• _EXERCISE REQUIREMENTS_
Without changing anything, set down every line shown below.
++++++++++
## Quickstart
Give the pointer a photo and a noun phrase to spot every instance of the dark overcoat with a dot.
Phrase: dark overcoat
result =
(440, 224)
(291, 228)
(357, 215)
++++++++++
• _RESPONSE_
## Quickstart
Give the pointer a photo and a noun phrase to spot every instance of the dark overcoat with a dot.
Phrase: dark overcoat
result =
(440, 224)
(291, 228)
(357, 215)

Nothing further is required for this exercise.